* **Esercizio**: Riscrivi la recensione di Far da "Agli Infall piace" a "dei propri mezzi.", mettendo "album" al posto di "disco".

* **Passo citato**:
____

INFALL, Far

Here we are, far, far apart from each other

L’abbiamo detto e ridetto, ed è giusto ripeterlo: l’underground italiano è ricchissimo. Tante band, tante uscite ogni anno, tantissime idee. Roba buona per lo più. Bisogna però fare i conti con la realtà: quante band, dopo un esordio promettente, riescono ad imbastire un percorso che vada oltre l’obiettivo base “voglio fare tanti concerti di fronte ai soliti quattro stronzi che già mi conoscono”?

Agli Infall piace un sacco suonare di fronte a noi quattro stronzi che li apprezziamo perché dal vivo tirano giù i muri, ma non si accontentano di questo. Nella loro musica si avverte una gran voglia di progredire, spingersi oltre i limiti e mettersi sempre in gioco. La stesura di un nuovo disco non è soltanto un passaggio obbligato per trovare qualche data e rifornire il banchetto del merch: così come Silent, primo lp datato 2017, si era rivelato un deciso passo avanti rispetto all’acerbo Nitecomes, Far segna un’ulteriore tappa nel percorso di crescita di una band sempre più sicura dei propri mezzi.

In questi dodici brani gli Infall danno sfogo a tutto il loro (notevole) bagaglio tecnico, materia prima imprescindibile per chi segue le orme di Converge, Botch e Cult Leader, ma tra ritmiche da capogiro e spigolosità math-core trova spazio anche l’elemento melodico. Infatti, alle cavalcate frenetiche a trazione hardcore come i singoli “Triumphant March” e “Stamina” si aggiungono composizioni dove spunti atmosferici e squarci riflessivi prendono il sopravvento, come “Spring Peace” o l’amara progressione di “Man Down”.

È proprio quando la furia delle distorsioni concede brevi attimi di tregua che il tema del disco emerge in tutta la sua intensità. Far ci parla di lontananza e separazione, condizioni che si possono creare per i più svariati motivi: dalle barriere sociali o ideologiche che dividono la società all’alienazione provocata dall’utilizzo sconsiderato di media e social network (“Triumphant March”), passando per le tragiche fatalità della vita, come la malattia o la perdita di una persona cara (“Check Pulse” e “Forever Mine”).

Far non si limita a tirare manate in faccia all’ascoltatore con la sua brutalità. Colpisce allo stomaco e al cuore per il suo contenuto profondamente emotivo, e penso che Kurt Ballou, che ne ha curato il mixaggio, abbia preso nota di questi ragazzi di Torino. Meritano qualcosa di meglio dei soliti quattro stronzi sotto il palco.

____

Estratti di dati

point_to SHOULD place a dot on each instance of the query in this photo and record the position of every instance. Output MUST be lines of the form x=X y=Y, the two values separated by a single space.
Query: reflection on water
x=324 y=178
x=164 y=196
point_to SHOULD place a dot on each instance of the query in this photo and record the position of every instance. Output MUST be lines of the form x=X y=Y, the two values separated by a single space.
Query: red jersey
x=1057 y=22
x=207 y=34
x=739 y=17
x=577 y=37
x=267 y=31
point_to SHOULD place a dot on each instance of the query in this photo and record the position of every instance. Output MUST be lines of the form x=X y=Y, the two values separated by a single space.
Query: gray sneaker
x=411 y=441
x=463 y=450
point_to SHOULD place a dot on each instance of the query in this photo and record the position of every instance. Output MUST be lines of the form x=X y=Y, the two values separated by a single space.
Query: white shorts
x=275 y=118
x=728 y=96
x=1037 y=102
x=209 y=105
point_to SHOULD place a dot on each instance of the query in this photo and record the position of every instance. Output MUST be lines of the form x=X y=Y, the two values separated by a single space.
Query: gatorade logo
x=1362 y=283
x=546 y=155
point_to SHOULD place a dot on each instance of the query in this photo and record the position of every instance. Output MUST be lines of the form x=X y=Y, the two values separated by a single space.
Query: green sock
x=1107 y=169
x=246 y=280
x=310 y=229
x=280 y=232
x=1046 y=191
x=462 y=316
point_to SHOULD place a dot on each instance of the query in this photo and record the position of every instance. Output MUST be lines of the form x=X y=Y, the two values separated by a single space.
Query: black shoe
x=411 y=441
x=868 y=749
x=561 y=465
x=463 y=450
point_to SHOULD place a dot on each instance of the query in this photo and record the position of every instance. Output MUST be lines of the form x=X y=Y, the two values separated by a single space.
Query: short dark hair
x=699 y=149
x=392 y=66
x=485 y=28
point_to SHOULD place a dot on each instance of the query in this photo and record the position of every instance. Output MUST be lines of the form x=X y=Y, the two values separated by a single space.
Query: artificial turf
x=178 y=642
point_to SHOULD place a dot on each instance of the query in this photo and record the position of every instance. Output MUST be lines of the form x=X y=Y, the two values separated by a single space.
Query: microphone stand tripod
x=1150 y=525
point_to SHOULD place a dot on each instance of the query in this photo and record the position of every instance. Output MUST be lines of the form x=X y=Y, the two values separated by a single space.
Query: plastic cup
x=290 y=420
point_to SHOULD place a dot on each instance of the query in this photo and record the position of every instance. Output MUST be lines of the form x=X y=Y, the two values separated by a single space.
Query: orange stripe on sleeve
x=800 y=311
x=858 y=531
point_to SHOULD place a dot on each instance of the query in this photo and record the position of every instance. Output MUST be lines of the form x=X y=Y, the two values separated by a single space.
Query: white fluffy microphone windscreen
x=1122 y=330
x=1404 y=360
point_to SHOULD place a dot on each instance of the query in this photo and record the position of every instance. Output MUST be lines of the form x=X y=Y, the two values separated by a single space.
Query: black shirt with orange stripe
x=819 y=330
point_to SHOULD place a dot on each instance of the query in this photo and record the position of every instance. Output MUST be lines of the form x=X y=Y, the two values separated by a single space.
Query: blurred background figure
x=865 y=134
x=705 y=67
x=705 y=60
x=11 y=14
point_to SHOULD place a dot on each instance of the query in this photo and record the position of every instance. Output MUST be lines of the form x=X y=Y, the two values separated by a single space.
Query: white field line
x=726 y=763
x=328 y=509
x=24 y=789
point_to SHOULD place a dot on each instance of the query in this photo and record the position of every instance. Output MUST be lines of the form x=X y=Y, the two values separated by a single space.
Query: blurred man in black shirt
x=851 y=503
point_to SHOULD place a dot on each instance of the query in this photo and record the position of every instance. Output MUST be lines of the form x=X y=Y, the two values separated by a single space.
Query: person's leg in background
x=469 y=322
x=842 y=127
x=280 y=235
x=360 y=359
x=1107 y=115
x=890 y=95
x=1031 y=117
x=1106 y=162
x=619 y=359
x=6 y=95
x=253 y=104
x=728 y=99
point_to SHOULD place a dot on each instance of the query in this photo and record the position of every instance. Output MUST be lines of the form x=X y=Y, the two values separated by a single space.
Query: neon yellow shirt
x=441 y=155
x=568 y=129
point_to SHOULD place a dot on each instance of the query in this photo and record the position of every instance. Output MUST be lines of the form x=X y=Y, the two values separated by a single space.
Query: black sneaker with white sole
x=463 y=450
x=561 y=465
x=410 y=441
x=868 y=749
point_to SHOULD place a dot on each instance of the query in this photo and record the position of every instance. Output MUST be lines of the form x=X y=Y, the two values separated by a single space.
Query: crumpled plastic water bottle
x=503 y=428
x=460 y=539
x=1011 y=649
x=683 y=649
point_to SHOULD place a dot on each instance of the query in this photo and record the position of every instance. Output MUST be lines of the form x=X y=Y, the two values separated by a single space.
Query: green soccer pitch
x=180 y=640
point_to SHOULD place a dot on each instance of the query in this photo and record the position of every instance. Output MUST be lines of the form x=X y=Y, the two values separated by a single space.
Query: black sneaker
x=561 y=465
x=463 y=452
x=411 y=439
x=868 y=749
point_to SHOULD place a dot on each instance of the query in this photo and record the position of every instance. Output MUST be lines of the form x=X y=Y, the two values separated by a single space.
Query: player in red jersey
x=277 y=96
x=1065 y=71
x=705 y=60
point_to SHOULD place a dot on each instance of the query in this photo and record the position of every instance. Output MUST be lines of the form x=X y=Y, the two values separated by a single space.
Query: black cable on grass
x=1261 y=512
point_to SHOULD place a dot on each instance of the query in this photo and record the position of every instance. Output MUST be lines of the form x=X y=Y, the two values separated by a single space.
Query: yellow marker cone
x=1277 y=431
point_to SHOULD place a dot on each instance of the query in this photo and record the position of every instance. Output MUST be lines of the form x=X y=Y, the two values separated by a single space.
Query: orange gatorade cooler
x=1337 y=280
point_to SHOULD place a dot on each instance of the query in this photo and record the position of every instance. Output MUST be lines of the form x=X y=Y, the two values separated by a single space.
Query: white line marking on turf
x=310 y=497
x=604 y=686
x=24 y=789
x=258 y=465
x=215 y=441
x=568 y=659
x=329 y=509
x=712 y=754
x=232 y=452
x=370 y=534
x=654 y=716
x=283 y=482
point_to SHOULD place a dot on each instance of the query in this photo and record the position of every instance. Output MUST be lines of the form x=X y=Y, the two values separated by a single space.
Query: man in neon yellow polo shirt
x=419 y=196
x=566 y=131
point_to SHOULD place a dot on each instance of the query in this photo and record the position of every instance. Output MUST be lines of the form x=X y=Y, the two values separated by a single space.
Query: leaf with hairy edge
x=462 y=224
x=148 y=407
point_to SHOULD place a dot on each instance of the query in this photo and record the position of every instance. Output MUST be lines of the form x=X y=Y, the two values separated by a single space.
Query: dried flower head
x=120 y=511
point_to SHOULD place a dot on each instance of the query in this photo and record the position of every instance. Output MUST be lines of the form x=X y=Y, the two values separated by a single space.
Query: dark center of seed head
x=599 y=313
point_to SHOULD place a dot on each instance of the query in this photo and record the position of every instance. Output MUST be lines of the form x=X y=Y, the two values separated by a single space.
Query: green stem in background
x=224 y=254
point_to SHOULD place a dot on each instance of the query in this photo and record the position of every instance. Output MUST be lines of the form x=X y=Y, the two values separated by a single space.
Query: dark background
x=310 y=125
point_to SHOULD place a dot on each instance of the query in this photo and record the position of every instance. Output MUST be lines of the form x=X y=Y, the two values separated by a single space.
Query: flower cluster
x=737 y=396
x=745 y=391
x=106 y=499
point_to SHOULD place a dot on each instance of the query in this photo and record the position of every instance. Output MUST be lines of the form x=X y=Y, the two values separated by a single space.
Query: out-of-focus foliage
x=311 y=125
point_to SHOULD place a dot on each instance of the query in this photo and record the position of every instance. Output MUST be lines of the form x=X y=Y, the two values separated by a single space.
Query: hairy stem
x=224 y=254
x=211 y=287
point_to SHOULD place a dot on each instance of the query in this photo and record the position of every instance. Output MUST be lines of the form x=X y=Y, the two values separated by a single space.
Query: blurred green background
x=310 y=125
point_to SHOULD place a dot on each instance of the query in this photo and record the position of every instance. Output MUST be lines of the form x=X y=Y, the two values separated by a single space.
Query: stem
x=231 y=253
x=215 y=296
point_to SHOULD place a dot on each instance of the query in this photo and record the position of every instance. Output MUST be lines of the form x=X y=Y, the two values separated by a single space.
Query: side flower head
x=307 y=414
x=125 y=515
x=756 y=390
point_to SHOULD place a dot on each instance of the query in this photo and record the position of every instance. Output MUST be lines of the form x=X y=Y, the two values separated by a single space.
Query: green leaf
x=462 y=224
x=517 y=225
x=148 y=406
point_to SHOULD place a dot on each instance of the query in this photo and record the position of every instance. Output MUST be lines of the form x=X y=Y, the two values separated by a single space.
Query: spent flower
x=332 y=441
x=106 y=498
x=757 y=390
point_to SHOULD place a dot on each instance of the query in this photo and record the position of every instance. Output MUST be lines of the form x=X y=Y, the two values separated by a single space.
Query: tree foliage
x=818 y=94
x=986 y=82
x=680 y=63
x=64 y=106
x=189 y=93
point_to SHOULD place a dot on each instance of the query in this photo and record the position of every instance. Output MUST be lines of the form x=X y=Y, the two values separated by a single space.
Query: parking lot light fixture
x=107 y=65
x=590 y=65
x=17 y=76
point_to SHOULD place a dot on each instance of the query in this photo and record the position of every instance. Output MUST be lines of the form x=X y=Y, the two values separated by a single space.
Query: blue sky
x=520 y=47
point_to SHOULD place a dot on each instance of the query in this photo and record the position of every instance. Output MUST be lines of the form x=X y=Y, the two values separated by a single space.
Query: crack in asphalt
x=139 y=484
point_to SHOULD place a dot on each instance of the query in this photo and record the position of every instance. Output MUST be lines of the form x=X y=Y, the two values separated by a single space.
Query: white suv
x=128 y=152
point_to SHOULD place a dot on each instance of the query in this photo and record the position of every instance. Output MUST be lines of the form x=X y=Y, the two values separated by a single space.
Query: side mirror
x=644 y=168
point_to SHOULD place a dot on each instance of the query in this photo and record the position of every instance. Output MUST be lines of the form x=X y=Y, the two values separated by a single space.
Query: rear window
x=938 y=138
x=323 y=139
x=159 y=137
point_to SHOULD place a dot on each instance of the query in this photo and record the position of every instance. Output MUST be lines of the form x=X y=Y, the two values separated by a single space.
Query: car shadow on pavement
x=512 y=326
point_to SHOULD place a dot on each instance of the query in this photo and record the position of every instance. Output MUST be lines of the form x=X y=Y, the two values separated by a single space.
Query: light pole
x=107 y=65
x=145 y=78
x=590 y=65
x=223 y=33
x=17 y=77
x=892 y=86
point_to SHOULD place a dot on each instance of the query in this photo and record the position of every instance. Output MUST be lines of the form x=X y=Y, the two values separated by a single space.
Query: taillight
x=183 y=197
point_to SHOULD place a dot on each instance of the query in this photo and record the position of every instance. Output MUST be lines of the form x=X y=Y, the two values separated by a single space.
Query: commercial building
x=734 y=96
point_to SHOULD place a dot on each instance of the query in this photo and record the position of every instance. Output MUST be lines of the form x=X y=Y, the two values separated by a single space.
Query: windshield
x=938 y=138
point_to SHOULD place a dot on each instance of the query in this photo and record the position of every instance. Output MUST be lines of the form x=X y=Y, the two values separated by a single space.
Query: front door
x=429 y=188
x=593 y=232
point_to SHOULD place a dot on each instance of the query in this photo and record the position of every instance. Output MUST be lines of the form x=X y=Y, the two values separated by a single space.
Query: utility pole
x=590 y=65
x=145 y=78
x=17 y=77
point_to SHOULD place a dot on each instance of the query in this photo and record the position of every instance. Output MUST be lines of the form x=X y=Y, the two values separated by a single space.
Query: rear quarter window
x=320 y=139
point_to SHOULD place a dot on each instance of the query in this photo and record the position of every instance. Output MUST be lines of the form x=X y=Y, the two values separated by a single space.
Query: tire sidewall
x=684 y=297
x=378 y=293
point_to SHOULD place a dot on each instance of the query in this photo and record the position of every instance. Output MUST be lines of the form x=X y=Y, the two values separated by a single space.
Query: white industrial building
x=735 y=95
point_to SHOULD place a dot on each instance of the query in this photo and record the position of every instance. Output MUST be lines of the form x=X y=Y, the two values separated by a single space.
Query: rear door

____

* **La tua risposta**:
Agli Infall piace un sacco suonare di fronte a noi quattro stronzi che li apprezziamo perché dal vivo tirano giù i muri, ma non si accontentano di questo. Nella loro musica si avverte una gran voglia di progredire, spingersi oltre i limiti e mettersi sempre in gioco. La stesura di un nuovo album non è soltanto un passaggio obbligato per trovare qualche data e rifornire il banchetto del merch: così come Silent, primo lp datato 2017, si era rivelato un deciso passo avanti rispetto all’acerbo Nitecomes, Far segna un’ulteriore tappa nel percorso di crescita di una band sempre più sicura dei propri mezzi.